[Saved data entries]
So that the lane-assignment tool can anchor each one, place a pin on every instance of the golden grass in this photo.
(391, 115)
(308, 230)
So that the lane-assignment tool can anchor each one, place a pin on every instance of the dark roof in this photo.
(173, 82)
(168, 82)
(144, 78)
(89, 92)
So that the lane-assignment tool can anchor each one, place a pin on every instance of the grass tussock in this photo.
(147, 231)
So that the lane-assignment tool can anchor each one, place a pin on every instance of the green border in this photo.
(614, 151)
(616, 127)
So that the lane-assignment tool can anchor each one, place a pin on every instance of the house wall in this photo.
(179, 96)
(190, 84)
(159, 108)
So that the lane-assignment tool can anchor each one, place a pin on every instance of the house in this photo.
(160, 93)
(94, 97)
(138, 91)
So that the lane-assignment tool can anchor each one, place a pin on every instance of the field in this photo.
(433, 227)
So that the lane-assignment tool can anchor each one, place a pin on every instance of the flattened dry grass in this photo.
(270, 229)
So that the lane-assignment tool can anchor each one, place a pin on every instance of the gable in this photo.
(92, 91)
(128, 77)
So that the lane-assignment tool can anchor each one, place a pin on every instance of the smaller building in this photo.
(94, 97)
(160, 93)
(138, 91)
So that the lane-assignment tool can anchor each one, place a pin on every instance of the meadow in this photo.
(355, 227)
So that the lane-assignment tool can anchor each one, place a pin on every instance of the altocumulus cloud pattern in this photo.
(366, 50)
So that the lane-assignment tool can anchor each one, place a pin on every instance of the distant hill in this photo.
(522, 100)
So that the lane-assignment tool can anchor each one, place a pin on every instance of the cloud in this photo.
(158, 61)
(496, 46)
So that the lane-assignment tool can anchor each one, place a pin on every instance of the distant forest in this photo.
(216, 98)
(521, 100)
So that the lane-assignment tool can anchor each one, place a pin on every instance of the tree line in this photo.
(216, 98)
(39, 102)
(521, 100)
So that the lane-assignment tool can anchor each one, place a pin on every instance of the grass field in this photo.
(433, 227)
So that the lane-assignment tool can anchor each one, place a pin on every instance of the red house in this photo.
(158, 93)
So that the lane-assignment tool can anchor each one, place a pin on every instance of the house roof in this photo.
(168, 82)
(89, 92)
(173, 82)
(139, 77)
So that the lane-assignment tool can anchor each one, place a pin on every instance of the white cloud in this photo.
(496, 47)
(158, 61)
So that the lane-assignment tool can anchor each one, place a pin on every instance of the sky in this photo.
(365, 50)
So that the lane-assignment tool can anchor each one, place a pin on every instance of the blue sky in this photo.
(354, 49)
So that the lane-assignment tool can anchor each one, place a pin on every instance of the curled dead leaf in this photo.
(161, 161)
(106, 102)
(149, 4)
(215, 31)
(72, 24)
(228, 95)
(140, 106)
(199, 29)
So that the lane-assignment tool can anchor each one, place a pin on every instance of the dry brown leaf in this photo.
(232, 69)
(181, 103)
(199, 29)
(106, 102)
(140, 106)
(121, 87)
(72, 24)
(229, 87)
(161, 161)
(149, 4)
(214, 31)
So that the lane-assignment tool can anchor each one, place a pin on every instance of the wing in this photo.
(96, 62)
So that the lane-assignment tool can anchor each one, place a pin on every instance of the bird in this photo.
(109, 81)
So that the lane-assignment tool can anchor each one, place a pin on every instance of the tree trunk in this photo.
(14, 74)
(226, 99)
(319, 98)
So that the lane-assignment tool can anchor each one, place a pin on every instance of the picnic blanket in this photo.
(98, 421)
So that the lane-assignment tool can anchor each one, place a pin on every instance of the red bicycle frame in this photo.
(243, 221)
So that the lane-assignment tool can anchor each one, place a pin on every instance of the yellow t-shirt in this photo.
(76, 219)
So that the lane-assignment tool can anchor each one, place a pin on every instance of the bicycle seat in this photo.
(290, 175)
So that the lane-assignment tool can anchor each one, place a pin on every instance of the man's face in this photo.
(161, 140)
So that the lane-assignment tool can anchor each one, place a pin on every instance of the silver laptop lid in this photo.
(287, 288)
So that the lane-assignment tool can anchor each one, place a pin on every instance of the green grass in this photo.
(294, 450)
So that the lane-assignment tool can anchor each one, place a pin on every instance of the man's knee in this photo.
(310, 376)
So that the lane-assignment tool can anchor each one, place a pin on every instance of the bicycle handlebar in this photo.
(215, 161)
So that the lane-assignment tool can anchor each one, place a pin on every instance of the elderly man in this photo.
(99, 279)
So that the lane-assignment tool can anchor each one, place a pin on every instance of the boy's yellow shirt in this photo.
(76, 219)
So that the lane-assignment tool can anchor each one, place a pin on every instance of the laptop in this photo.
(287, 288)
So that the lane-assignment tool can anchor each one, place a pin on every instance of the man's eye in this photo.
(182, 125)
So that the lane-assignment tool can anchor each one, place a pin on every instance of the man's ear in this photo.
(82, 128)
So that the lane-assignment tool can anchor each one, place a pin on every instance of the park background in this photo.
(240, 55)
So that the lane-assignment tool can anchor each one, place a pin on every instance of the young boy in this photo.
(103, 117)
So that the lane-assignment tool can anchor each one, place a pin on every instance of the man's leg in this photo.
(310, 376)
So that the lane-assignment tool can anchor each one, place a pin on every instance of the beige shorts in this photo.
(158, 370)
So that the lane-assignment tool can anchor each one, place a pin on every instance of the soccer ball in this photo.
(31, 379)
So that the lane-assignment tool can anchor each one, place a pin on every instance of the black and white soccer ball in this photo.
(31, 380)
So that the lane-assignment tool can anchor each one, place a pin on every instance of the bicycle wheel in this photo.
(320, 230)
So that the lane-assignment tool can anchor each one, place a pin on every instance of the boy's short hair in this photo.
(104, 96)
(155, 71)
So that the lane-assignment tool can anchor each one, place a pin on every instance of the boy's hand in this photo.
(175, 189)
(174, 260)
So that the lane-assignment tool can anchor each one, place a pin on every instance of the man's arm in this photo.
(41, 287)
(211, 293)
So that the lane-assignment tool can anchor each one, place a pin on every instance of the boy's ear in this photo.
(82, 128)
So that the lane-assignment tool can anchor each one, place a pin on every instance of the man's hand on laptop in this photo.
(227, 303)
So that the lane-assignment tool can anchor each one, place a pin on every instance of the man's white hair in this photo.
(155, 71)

> **Work to be completed**
Write down every entry exactly.

> **Answer space**
So that the lane-assignment tool can anchor each one, place a pin on every instance of the golden grass in this photo.
(391, 115)
(308, 230)
So that the lane-assignment tool can anchor each one, place a pin on every instance of the dark roof in this photo.
(173, 82)
(168, 82)
(144, 78)
(89, 92)
So that the lane-assignment tool can anchor each one, place a pin on every instance of the grass tussock in this photo.
(147, 231)
So that the lane-assignment tool can anchor each one, place a pin on every instance of the green border in this photo.
(614, 151)
(616, 127)
So that the lane-assignment tool can anchor each one, place a pin on every instance of the house wall in this photo.
(179, 96)
(190, 84)
(159, 108)
So that the lane-assignment tool can anchor each one, place a pin on every instance of the house in this photo.
(160, 93)
(94, 97)
(138, 91)
So that the lane-assignment tool can anchor each one, place a pin on every instance of the field in this photo.
(433, 227)
So that the lane-assignment tool can anchor each one, place a pin on every instance of the flattened dry grass in this photo.
(270, 229)
So that the lane-assignment tool can anchor each one, place a pin on every instance of the gable in this photo.
(92, 91)
(128, 77)
So that the lane-assignment tool can anchor each one, place a pin on every instance of the smaller building in this photo.
(94, 97)
(160, 93)
(138, 91)
So that the lane-assignment tool can anchor each one, place a pin on every instance of the meadow in this photo.
(355, 227)
So that the lane-assignment tool can anchor each one, place a pin on every instance of the altocumulus cloud pattern in this photo.
(366, 50)
So that the lane-assignment tool can anchor each one, place a pin on every instance of the distant hill in this photo.
(522, 100)
So that the lane-assignment tool can anchor each one, place a pin on every instance of the cloud in this photo.
(158, 61)
(496, 46)
So that the lane-assignment tool can anchor each one, place a pin on every instance of the distant forest in this photo.
(216, 98)
(521, 100)
So that the lane-assignment tool can anchor each one, place a pin on every instance of the tree line in this photo.
(216, 98)
(39, 102)
(521, 100)
So that the lane-assignment tool can anchor each one, place a pin on every instance of the grass field in this photo.
(433, 227)
So that the lane-assignment tool can anchor each one, place a pin on every instance of the red house in this photo.
(158, 93)
So that the lane-assignment tool can anchor each one, place a pin on every instance of the house roof in this photo.
(168, 82)
(89, 92)
(173, 82)
(139, 77)
So that the lane-assignment tool can anchor each one, place a pin on every instance of the white cloud in this photo.
(496, 47)
(158, 61)
So that the lane-assignment tool can anchor each one, place a pin on every instance of the sky in this photo.
(365, 50)
So that the lane-assignment tool can anchor each one, place a pin on every instance of the blue sky in this photo.
(354, 49)
So that the lane-assignment tool can anchor each one, place a pin on every instance of the curled dead leaf in this photo.
(161, 161)
(106, 102)
(149, 4)
(215, 31)
(72, 24)
(228, 95)
(140, 106)
(199, 29)
So that the lane-assignment tool can anchor each one, place a pin on every instance of the dry brown leaf in this photo.
(232, 69)
(181, 103)
(199, 29)
(106, 102)
(140, 106)
(121, 87)
(72, 24)
(229, 87)
(161, 161)
(149, 4)
(214, 31)
So that the lane-assignment tool can anchor each one, place a pin on every instance of the wing in this photo.
(96, 62)
So that the lane-assignment tool can anchor each one, place a pin on every instance of the bird in this photo.
(109, 81)
So that the lane-assignment tool can anchor each one, place a pin on every instance of the tree trunk in this photo.
(14, 74)
(226, 99)
(319, 98)
So that the lane-assignment tool can anchor each one, place a pin on every instance of the picnic blanket in this photo.
(98, 421)
So that the lane-assignment tool can anchor each one, place a pin on every instance of the red bicycle frame in this photo.
(243, 221)
So that the lane-assignment tool can anchor each one, place a pin on every instance of the yellow t-shirt in this photo.
(76, 219)
So that the lane-assignment tool can anchor each one, place a pin on every instance of the bicycle seat in this photo.
(290, 175)
So that the lane-assignment tool can anchor each one, place a pin on every instance of the man's face in this photo.
(161, 140)
So that the lane-assignment tool can anchor each one, place a pin on every instance of the silver laptop lid in this photo.
(287, 288)
So that the lane-assignment tool can anchor each one, place a pin on every instance of the green grass in this photo.
(294, 450)
So that the lane-assignment tool can anchor each one, place a pin on every instance of the man's knee in this photo.
(310, 376)
So that the lane-assignment tool can anchor each one, place a pin on every instance of the bicycle handlebar in this photo.
(215, 161)
So that the lane-assignment tool can anchor each one, place a pin on every instance of the elderly man in this photo.
(99, 279)
So that the lane-assignment tool can anchor each one, place a pin on every instance of the boy's yellow shirt in this photo.
(76, 219)
So that the lane-assignment tool can anchor each one, place a pin on every instance of the laptop in this photo.
(287, 288)
So that the lane-assignment tool can anchor each one, place a pin on every instance of the man's eye in this photo.
(182, 125)
So that the lane-assignment tool can anchor each one, place a pin on every instance of the man's ear in this photo.
(82, 128)
So that the lane-assignment tool can anchor each one, place a pin on every instance of the park background in this photo.
(240, 55)
So that the lane-assignment tool can anchor each one, place a pin on every instance of the young boy in this photo.
(103, 117)
So that the lane-assignment tool can anchor each one, place a pin on every instance of the man's leg in this photo.
(310, 376)
So that the lane-assignment tool can anchor each one, place a pin on every instance of the beige shorts in this photo.
(158, 370)
So that the lane-assignment tool can anchor each one, place a pin on every instance of the soccer ball in this photo.
(31, 379)
So that the lane-assignment tool can anchor each one, place a pin on every instance of the black and white soccer ball in this photo.
(31, 380)
So that the lane-assignment tool can anchor each one, place a pin on every instance of the bicycle wheel in this photo.
(320, 230)
So that the lane-assignment tool can anchor each one, place a pin on every instance of the boy's short hair in this photo.
(104, 96)
(155, 71)
So that the lane-assignment tool can anchor each one, place a pin on every instance of the boy's hand in this photo.
(175, 189)
(174, 260)
So that the lane-assignment tool can anchor each one, place a pin on every instance of the man's arm in this photo.
(41, 287)
(211, 293)
So that the lane-assignment tool can anchor each one, place a pin on every instance of the boy's ear in this photo.
(82, 128)
So that the lane-assignment tool can anchor each one, place a pin on every instance of the man's hand on laptop in this photo.
(227, 303)
So that the lane-assignment tool can anchor each one, place a pin on every instance of the man's white hair in this photo.
(155, 71)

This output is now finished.